* Task
Locate every line in the records below that contains the word "antenna" and copy each one in full. Case counts.

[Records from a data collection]

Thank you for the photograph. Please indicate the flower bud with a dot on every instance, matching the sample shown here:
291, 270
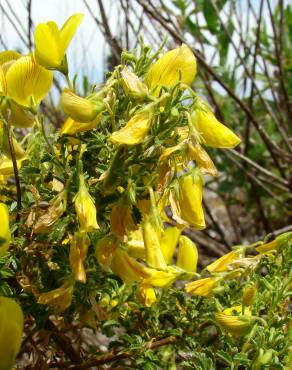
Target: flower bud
154, 256
146, 295
121, 218
78, 252
104, 251
5, 235
187, 256
85, 208
135, 130
234, 324
78, 108
11, 328
20, 117
132, 86
4, 144
201, 157
249, 295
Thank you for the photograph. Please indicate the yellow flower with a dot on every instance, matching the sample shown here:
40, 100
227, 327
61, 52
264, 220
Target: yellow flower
85, 208
11, 329
51, 42
151, 236
186, 206
205, 163
59, 298
27, 82
212, 132
105, 249
135, 130
146, 295
3, 85
187, 256
202, 287
127, 268
169, 242
20, 117
8, 56
5, 235
71, 127
221, 264
78, 252
132, 86
78, 108
176, 65
234, 322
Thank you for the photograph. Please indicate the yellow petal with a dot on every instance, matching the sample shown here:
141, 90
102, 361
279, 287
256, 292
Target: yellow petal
27, 82
189, 200
187, 256
132, 86
11, 329
212, 132
49, 37
5, 235
3, 85
47, 45
146, 295
154, 256
134, 131
201, 287
176, 64
68, 30
8, 55
169, 242
71, 127
221, 264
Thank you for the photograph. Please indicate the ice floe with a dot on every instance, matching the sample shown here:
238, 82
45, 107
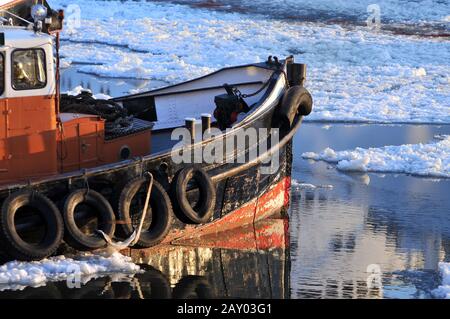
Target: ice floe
17, 275
355, 74
443, 291
430, 160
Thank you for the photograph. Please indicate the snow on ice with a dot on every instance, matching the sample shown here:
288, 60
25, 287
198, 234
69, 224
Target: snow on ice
355, 74
431, 160
17, 275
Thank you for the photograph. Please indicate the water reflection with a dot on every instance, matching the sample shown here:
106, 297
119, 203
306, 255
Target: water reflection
183, 272
398, 222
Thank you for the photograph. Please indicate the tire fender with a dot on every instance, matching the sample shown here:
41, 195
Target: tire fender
204, 209
160, 210
107, 220
11, 241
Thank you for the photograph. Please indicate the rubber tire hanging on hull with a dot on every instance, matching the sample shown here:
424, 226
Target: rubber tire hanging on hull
204, 209
160, 210
296, 101
13, 244
73, 234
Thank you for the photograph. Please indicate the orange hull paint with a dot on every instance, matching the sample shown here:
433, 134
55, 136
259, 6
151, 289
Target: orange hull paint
27, 138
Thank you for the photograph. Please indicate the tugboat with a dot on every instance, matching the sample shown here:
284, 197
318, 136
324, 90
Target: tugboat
165, 166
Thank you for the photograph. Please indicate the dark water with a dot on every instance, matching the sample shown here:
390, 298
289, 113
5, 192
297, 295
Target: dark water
398, 223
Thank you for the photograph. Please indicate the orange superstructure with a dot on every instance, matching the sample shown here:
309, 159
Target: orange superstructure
35, 139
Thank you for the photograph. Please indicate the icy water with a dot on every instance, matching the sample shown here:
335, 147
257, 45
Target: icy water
344, 227
340, 224
399, 224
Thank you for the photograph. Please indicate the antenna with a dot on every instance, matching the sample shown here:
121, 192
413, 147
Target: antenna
16, 16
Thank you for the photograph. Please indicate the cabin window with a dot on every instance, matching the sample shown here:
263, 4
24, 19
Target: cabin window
2, 73
28, 69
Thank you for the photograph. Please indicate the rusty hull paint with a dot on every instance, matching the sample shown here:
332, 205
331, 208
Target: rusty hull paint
266, 235
258, 224
82, 144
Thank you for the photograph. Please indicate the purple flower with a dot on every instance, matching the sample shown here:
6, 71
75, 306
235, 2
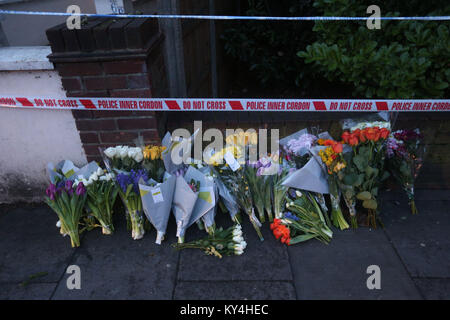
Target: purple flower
51, 190
291, 216
292, 193
305, 141
68, 187
81, 190
260, 171
60, 187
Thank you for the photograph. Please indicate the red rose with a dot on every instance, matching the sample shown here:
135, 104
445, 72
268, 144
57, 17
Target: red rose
384, 133
346, 136
353, 140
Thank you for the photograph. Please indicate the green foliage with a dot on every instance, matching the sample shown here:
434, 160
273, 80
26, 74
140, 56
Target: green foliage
403, 59
268, 49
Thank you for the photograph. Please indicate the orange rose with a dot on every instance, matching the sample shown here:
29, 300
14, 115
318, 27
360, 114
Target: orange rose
384, 133
337, 147
329, 142
353, 139
346, 136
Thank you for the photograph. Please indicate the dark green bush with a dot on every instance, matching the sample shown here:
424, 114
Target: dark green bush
268, 49
404, 59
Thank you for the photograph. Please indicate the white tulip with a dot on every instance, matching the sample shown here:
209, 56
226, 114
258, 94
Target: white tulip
123, 152
139, 156
110, 152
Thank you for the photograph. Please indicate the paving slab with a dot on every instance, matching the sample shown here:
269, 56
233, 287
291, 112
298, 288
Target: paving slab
420, 194
118, 267
30, 244
262, 260
236, 290
33, 291
421, 240
434, 289
339, 270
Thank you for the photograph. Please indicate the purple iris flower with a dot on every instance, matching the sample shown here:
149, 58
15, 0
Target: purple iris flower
291, 216
51, 190
81, 190
292, 193
68, 187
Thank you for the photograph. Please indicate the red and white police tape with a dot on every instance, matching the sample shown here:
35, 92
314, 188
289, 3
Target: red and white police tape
168, 104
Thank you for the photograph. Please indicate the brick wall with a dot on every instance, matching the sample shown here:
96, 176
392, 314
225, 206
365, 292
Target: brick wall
111, 58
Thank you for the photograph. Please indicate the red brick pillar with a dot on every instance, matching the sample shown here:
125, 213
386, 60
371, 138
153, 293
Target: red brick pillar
111, 58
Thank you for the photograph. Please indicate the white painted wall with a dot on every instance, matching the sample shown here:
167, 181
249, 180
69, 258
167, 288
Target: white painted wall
29, 139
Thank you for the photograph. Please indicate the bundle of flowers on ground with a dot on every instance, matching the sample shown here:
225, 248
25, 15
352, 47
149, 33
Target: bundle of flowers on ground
234, 178
102, 193
333, 160
130, 195
405, 158
292, 184
67, 199
303, 220
157, 192
224, 242
366, 171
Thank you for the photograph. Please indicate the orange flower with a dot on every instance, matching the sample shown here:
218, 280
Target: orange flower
370, 133
337, 147
353, 139
384, 133
361, 135
346, 136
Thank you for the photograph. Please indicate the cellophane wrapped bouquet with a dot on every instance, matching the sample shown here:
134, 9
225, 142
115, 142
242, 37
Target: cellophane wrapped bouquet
333, 159
303, 220
67, 199
233, 176
405, 153
366, 164
129, 192
125, 163
102, 193
223, 242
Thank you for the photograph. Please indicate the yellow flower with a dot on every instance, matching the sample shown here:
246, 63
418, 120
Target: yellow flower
153, 152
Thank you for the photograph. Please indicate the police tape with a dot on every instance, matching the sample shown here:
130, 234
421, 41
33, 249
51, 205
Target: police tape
191, 104
224, 17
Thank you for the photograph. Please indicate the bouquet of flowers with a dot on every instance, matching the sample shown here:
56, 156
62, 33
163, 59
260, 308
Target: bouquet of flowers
297, 148
184, 199
153, 162
129, 192
232, 174
302, 222
123, 158
67, 199
206, 205
367, 166
157, 201
405, 158
332, 158
224, 242
279, 191
259, 186
102, 193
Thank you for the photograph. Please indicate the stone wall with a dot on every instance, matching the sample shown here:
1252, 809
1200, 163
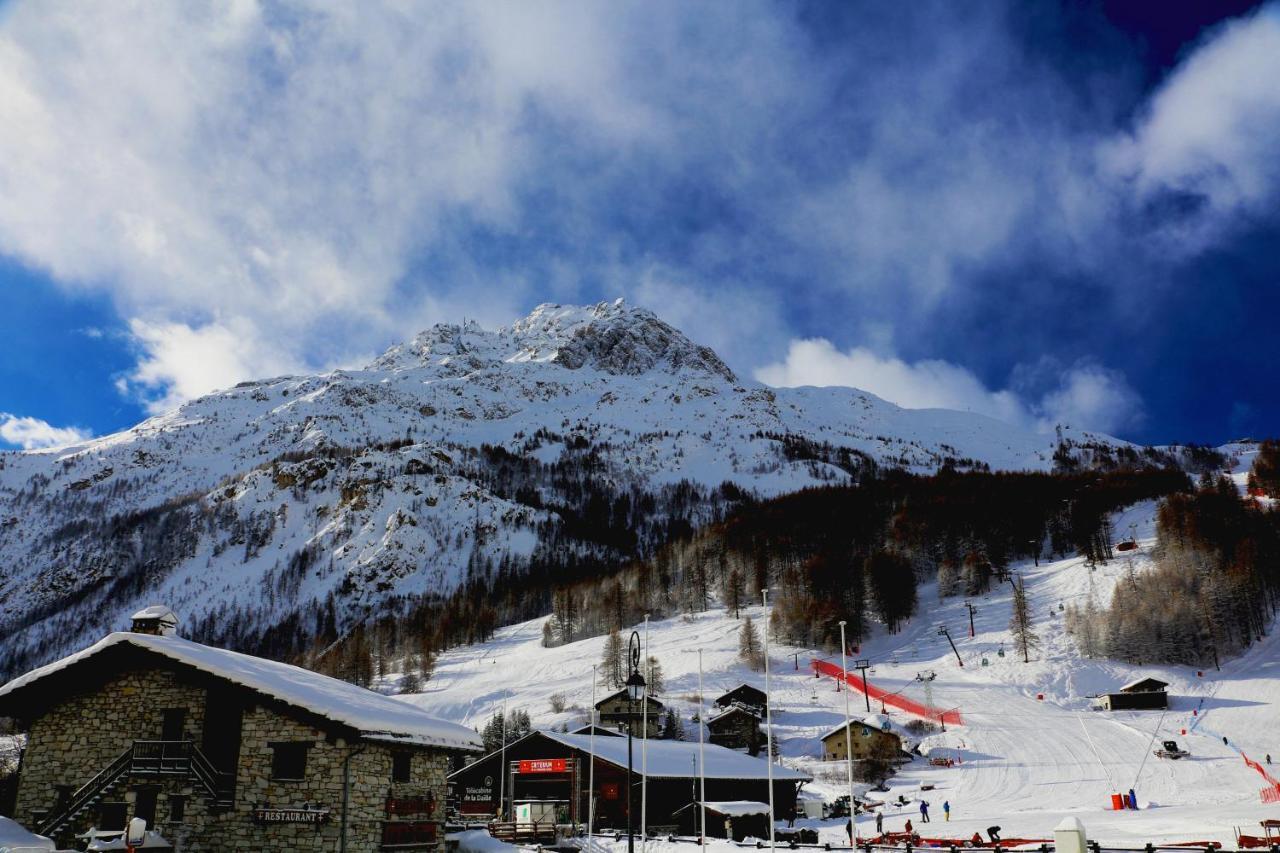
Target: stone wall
73, 742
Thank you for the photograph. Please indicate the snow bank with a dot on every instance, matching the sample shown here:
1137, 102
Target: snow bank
479, 842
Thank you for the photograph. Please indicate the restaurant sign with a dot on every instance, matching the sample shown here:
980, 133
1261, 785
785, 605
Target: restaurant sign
266, 815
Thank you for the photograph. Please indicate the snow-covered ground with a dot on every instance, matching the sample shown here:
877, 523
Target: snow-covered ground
1024, 762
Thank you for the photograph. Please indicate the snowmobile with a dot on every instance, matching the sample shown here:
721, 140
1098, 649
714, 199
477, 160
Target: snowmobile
1171, 751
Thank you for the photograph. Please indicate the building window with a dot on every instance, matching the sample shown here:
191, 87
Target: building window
289, 761
402, 765
172, 724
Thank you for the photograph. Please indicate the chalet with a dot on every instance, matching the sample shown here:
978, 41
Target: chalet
549, 772
737, 728
618, 712
1143, 694
224, 751
748, 697
867, 740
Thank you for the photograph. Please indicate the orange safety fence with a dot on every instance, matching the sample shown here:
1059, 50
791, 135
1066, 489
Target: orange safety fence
892, 699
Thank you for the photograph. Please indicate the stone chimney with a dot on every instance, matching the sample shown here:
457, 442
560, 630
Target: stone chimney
158, 620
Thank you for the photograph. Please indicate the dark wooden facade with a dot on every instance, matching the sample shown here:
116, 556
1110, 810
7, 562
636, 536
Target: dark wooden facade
476, 787
746, 697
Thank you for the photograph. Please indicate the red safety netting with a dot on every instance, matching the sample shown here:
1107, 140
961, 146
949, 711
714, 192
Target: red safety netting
896, 701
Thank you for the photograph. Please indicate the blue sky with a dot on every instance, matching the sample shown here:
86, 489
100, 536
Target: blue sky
1043, 211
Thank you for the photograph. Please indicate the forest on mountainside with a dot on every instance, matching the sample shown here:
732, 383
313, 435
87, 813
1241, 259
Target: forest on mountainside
854, 552
1214, 591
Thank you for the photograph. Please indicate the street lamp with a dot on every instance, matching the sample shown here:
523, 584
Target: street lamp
635, 693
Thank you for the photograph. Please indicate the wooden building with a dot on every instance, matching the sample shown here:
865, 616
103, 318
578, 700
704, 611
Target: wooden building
737, 728
1143, 694
748, 697
222, 751
620, 712
548, 772
867, 740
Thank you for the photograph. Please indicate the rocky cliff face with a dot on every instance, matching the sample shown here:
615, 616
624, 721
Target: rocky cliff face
449, 455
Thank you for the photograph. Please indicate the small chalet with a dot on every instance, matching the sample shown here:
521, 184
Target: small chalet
549, 774
222, 751
620, 712
737, 728
1143, 694
867, 740
746, 697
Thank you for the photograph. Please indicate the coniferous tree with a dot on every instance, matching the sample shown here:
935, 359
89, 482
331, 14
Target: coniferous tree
1020, 624
613, 670
749, 648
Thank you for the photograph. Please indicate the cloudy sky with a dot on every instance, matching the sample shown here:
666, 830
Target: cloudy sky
1043, 211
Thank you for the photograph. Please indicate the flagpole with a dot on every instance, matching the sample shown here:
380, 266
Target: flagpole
768, 716
644, 747
702, 755
502, 784
590, 772
849, 744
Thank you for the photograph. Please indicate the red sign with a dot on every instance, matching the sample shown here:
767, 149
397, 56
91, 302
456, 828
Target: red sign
544, 766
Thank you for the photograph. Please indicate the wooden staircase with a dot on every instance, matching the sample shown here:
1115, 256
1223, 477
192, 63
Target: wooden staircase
145, 760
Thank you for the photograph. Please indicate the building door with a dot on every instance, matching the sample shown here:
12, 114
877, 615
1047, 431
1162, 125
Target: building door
220, 740
145, 804
174, 719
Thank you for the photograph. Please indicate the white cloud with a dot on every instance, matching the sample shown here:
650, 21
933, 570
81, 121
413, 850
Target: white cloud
1084, 395
32, 433
1214, 127
181, 361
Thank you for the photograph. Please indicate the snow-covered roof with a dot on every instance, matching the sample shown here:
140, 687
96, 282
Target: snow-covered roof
156, 611
732, 807
1141, 682
876, 723
14, 835
679, 758
371, 714
730, 711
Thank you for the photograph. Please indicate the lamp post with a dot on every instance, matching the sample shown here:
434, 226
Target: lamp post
768, 717
849, 746
635, 693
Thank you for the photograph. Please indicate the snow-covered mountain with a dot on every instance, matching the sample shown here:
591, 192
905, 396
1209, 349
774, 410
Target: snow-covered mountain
455, 452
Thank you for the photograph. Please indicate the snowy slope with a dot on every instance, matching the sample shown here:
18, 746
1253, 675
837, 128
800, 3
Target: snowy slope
259, 501
1024, 762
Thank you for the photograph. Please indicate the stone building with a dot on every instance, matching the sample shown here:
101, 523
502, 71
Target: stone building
223, 751
620, 712
865, 740
737, 728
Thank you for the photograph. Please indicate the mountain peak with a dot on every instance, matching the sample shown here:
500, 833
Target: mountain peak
611, 337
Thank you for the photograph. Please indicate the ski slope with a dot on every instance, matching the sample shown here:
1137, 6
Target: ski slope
1024, 762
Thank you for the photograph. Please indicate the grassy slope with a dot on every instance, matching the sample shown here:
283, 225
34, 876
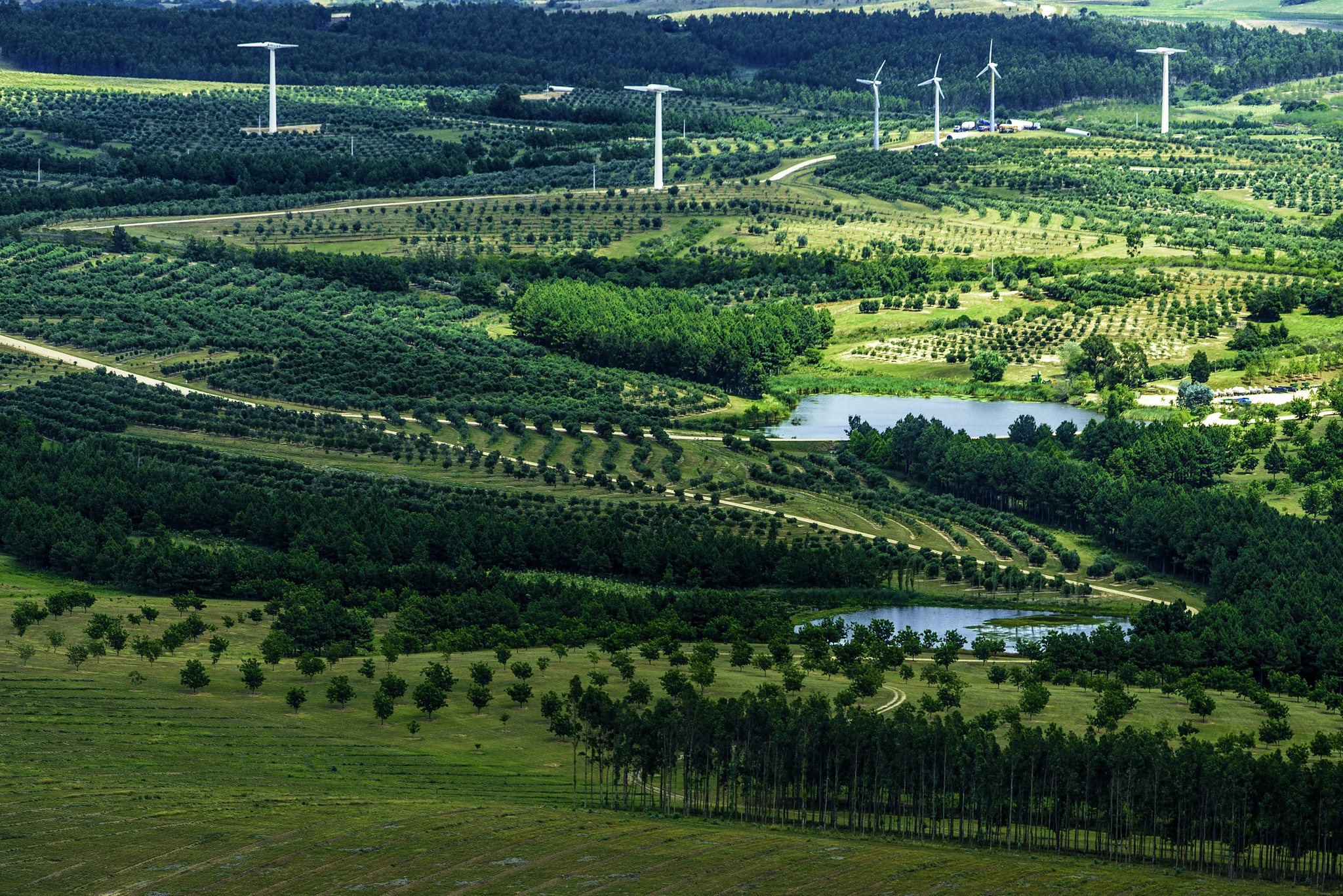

* Answer
Thank you for the photograph. Please indicate the antenna with a dot on every instance, matching the sample shown here:
Target: antenna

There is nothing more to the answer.